+++ PROVIDED MATERIAL
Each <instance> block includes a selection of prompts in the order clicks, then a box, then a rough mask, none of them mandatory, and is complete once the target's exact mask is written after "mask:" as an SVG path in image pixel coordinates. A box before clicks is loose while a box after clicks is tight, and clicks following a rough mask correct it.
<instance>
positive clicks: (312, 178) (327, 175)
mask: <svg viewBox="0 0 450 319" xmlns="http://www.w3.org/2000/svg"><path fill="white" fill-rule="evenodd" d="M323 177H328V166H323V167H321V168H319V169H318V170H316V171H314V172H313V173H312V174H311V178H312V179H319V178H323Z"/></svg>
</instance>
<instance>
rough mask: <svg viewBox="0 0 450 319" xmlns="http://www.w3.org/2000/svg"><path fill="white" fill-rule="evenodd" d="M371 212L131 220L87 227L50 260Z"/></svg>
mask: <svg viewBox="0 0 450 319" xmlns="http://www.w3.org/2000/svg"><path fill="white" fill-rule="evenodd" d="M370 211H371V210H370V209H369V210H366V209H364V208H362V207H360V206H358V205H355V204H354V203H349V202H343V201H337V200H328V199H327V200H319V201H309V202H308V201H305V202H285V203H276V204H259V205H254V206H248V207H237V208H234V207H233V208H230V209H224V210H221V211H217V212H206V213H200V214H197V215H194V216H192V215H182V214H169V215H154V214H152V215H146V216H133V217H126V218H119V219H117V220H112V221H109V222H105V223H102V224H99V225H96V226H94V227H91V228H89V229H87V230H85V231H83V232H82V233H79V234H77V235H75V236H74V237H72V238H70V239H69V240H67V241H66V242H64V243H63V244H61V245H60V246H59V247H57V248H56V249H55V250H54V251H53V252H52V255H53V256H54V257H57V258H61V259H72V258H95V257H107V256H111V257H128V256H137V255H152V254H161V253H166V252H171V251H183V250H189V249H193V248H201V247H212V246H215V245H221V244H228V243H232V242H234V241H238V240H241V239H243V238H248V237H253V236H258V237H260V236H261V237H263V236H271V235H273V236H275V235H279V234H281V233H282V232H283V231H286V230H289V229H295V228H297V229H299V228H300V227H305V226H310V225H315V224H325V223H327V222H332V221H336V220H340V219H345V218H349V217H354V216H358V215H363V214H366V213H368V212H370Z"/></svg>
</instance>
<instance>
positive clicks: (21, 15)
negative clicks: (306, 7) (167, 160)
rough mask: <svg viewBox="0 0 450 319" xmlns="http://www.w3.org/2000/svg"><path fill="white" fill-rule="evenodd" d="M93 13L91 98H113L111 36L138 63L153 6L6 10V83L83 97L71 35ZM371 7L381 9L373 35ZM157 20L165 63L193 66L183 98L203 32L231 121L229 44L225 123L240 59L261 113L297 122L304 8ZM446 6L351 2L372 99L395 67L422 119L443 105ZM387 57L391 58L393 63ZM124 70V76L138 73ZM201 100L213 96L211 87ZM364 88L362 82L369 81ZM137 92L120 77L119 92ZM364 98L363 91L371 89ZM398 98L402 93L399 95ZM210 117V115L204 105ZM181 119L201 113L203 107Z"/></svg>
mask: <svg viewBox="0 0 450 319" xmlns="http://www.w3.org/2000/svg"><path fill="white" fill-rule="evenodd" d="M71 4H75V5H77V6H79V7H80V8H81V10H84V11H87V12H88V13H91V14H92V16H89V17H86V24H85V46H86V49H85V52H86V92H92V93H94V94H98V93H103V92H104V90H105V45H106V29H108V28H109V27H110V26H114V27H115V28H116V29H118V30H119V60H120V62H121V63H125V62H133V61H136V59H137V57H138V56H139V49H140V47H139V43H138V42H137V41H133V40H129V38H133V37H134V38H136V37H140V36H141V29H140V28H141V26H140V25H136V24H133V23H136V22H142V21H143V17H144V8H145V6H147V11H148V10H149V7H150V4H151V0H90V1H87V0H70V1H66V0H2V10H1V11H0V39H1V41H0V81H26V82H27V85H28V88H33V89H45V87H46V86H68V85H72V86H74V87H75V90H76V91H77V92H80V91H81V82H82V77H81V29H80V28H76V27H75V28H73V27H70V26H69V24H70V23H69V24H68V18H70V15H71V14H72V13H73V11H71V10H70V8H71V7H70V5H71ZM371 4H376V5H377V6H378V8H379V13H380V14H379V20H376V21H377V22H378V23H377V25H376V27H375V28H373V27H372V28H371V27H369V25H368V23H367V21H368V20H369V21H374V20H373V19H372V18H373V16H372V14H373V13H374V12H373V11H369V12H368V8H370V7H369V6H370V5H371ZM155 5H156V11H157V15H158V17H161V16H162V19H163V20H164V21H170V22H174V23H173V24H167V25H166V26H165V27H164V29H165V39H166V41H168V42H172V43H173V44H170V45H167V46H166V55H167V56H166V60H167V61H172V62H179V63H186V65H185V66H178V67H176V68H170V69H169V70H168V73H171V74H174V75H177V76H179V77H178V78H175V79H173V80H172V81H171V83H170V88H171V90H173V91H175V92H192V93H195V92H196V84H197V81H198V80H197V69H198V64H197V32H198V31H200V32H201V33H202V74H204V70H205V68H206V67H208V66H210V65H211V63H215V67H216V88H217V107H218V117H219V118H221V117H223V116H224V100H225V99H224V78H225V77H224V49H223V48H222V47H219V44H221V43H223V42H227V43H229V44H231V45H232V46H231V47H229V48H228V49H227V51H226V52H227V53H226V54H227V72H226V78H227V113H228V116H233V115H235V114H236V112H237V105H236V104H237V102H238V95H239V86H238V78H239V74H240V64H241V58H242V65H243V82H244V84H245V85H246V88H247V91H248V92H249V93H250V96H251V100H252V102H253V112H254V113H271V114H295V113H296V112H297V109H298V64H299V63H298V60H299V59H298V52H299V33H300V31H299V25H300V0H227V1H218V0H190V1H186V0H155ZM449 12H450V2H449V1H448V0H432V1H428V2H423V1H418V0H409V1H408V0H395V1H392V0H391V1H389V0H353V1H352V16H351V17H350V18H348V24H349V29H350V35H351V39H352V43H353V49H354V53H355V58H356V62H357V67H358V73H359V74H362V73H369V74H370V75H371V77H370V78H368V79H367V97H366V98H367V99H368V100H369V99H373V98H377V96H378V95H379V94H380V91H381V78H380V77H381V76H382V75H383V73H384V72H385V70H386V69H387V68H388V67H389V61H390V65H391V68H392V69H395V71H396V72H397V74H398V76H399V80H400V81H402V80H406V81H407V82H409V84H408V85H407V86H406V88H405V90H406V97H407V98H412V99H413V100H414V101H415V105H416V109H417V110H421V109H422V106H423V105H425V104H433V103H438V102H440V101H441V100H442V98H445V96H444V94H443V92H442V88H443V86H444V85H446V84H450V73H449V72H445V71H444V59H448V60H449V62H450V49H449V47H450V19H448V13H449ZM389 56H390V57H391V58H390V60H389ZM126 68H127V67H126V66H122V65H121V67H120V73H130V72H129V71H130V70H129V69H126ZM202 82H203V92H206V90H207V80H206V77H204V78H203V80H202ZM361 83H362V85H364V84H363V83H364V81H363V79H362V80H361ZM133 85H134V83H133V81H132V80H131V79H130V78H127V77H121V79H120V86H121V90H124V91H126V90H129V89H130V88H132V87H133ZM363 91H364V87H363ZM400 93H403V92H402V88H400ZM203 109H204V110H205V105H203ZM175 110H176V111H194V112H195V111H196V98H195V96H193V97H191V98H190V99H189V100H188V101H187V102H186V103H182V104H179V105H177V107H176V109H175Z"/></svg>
++++++
+++ PROVIDED MATERIAL
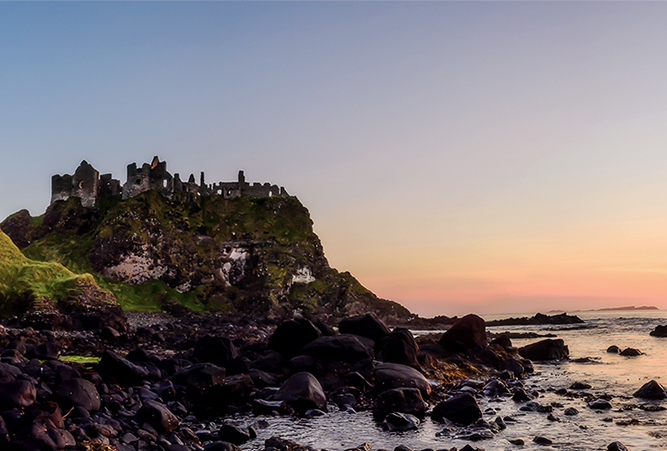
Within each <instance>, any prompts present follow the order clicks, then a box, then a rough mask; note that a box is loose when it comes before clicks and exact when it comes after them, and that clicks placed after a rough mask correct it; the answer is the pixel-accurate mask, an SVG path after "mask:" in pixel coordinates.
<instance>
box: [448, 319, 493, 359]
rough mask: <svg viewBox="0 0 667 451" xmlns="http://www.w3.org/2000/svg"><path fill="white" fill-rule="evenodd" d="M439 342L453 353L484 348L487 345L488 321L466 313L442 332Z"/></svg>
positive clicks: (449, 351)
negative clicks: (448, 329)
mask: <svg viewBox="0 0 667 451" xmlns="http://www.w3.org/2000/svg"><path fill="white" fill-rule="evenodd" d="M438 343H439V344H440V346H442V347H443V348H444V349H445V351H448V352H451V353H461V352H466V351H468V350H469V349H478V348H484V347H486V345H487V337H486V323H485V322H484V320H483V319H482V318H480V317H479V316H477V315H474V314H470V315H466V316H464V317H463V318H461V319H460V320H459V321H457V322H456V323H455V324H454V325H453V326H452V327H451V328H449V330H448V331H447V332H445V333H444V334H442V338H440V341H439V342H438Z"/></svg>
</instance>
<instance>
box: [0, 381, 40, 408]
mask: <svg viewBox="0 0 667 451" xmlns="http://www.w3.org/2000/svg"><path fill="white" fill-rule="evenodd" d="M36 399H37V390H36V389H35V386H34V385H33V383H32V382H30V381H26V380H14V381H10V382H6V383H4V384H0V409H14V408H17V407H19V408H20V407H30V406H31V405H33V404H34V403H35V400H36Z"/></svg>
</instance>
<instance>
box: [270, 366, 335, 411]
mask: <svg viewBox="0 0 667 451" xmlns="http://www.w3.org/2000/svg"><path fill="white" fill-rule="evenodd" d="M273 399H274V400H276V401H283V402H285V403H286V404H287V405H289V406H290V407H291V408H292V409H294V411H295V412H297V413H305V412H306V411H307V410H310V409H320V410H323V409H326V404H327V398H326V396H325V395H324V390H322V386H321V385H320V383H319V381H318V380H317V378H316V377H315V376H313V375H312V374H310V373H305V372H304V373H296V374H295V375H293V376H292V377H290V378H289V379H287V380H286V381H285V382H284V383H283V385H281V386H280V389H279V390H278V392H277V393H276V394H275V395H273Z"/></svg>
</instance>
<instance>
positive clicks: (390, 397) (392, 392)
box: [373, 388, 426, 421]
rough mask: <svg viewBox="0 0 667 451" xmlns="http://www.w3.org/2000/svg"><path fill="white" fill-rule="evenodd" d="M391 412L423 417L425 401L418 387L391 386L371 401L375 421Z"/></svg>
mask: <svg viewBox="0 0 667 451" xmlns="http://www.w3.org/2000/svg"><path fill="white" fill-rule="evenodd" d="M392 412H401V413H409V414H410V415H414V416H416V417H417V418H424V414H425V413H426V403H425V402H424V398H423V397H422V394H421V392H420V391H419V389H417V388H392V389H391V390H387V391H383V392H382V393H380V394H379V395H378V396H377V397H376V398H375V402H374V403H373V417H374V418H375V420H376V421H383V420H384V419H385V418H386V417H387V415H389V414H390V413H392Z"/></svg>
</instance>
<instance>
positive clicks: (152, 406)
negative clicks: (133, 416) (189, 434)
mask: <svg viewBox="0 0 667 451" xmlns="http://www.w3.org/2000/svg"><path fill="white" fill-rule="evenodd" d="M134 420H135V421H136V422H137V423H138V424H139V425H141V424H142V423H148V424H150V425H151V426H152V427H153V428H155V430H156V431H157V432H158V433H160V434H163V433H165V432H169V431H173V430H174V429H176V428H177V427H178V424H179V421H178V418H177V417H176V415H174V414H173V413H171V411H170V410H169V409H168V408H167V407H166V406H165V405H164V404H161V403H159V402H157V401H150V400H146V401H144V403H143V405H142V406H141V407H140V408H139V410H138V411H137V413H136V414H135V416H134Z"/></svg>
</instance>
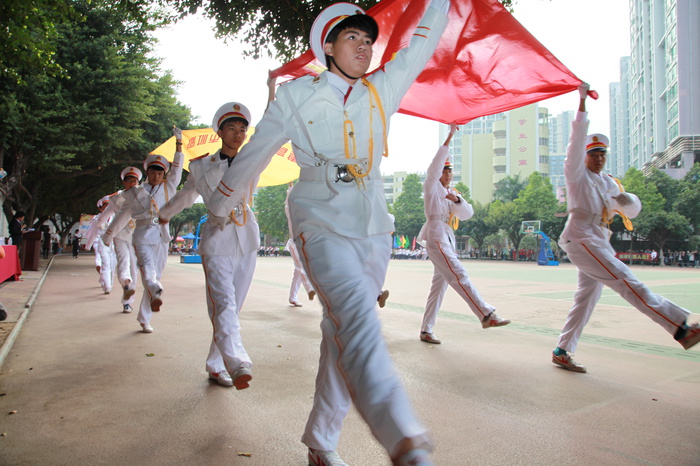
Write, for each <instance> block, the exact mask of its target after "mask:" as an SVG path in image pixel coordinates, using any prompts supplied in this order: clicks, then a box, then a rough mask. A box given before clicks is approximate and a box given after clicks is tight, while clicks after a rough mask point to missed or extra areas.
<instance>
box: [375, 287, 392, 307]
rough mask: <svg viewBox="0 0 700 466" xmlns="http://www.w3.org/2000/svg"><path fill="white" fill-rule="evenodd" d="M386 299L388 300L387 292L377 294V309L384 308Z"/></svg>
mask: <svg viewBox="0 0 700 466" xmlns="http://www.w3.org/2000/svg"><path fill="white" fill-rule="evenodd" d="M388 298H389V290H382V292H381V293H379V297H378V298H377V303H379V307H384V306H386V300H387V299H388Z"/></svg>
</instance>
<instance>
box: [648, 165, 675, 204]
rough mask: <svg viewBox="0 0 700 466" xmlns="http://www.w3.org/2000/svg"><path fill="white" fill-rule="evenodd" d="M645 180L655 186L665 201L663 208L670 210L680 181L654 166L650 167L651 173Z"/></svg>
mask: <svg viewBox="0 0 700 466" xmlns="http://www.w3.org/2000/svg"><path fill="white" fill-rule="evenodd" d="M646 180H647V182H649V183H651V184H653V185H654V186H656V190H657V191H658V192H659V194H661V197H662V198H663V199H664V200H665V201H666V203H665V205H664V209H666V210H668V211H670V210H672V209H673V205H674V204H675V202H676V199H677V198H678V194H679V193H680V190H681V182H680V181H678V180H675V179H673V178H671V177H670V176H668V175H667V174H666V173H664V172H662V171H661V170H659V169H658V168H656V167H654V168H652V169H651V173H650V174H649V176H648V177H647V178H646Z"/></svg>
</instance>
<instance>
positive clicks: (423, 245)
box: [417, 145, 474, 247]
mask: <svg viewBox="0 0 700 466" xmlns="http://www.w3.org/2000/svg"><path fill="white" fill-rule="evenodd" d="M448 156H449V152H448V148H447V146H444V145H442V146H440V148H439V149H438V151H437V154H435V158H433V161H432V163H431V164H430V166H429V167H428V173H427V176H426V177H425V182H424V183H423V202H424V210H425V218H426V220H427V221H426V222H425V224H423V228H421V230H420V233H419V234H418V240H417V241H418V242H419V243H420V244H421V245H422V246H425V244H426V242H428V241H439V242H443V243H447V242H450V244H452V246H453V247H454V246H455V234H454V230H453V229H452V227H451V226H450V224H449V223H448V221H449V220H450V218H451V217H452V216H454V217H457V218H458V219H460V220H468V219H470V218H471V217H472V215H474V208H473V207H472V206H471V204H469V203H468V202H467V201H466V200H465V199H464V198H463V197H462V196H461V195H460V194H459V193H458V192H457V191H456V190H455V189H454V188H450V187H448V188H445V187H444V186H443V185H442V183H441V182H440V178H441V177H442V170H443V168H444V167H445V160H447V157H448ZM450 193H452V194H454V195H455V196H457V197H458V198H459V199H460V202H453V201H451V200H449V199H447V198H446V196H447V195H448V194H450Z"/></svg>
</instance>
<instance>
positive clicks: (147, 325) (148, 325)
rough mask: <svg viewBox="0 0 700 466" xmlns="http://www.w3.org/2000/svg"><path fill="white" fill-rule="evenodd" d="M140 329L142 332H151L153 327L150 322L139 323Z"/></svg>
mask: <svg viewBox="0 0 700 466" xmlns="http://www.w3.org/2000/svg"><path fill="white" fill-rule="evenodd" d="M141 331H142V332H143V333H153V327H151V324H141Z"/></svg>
++++++
Gather up, from the records above, each line where the word "them" appears.

• FINISHED TASK
Each <instance> block includes a selection of prompts in the order clicks, then a box, then a rough mask, none of them mandatory, and is complete once the target's exact mask is written after "mask:" as an SVG path in image pixel coordinates. A box before clicks is loose while a box after clicks is tight, and clicks following a rough mask correct it.
Within each <instance>, any prompts present follow the order clicks, then a box, then a rough mask; note that a box is loose when it comes before clicks and exact when it comes after them, and that clicks placed after a rough mask correct it; the answer is the pixel-accurate mask, an SVG path after "mask:" in pixel coordinates.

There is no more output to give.